#### Exercise directions
Exact copies of all the records below should be returned.

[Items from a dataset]
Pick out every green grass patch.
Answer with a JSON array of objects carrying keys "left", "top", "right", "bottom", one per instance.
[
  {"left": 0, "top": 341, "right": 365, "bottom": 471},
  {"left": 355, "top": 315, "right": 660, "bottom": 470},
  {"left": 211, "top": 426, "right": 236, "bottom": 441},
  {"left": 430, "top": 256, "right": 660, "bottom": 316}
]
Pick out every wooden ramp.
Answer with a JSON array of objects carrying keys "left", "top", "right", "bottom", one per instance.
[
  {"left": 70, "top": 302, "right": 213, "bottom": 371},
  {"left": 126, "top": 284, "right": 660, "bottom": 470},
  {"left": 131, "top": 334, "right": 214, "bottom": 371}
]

#### Answer to the problem
Pick out every green grass patch.
Answer with a JSON array of objects carrying keys "left", "top", "right", "bottom", one per instance.
[
  {"left": 0, "top": 341, "right": 365, "bottom": 471},
  {"left": 355, "top": 315, "right": 660, "bottom": 470},
  {"left": 211, "top": 426, "right": 236, "bottom": 441},
  {"left": 430, "top": 256, "right": 660, "bottom": 316}
]
Pick out every wooden ramp.
Answer with a JSON array of objects carrying keys "left", "top", "right", "bottom", one per instance.
[
  {"left": 70, "top": 302, "right": 213, "bottom": 371},
  {"left": 126, "top": 284, "right": 660, "bottom": 470},
  {"left": 131, "top": 334, "right": 214, "bottom": 371}
]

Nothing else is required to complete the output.